> Required work:
Your task is to filter the data below down to the lines holding "grass".

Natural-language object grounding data
★ ★ ★

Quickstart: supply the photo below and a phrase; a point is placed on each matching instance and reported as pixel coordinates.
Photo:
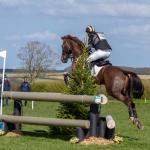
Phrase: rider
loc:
(98, 41)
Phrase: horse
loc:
(121, 84)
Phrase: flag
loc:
(3, 54)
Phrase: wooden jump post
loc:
(84, 128)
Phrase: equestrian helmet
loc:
(90, 29)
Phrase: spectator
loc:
(7, 86)
(25, 87)
(1, 91)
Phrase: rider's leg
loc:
(98, 54)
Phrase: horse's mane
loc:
(75, 39)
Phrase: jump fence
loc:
(97, 126)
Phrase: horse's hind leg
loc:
(136, 120)
(131, 110)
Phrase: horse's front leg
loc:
(135, 120)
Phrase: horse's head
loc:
(66, 50)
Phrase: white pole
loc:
(32, 104)
(2, 85)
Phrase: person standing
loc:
(7, 86)
(1, 92)
(25, 87)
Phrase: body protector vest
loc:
(98, 41)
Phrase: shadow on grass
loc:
(43, 133)
(130, 138)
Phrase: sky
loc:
(125, 23)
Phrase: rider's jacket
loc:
(97, 40)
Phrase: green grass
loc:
(37, 137)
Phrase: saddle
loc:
(100, 63)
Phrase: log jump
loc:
(84, 128)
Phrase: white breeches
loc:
(98, 54)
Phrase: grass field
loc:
(37, 137)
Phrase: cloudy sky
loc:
(125, 23)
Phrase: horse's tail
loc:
(136, 85)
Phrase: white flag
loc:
(3, 54)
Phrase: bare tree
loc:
(37, 58)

★ ★ ★

> Task response:
Phrase: shadow on grass
Phrase: green grass
Phrase: grass field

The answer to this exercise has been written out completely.